─── Material provided ───

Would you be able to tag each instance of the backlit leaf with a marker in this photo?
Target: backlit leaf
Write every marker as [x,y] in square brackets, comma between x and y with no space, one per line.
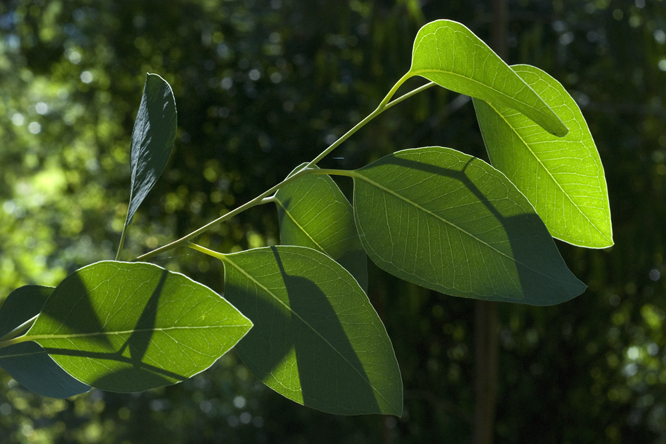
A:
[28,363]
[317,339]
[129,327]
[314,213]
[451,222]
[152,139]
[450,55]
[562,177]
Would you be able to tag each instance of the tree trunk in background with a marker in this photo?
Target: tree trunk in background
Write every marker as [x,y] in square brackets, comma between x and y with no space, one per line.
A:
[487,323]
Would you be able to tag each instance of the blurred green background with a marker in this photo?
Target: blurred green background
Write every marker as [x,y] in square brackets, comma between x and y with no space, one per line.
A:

───

Request – Output every line of the records above as a numbered list, skipping blank lines and leaving out the pictures.

Full response –
1. Would you be able to tag each instance of the backlit leaf with a marker in this photo?
2. Target: backlit leaf
3. Write every marker as [x,y] in square brackets, comma between x and y with no space, one per line.
4. A:
5. [28,363]
6. [317,339]
7. [129,327]
8. [314,213]
9. [451,222]
10. [152,139]
11. [450,55]
12. [562,177]
13. Would you be able to tag each instance of the tree trunk in background with a marker in this photo?
14. Target: tree trunk in background
15. Write every marker as [x,y] in square brackets, comma between x and y with no space, one per line.
16. A:
17. [487,323]
18. Would you be able to tag each instance of the blurred green background with a marker in this photo?
19. Target: blurred green background
20. Write every marker as [x,y] in square brackets, comma between x and y with no space, one per line.
21. A:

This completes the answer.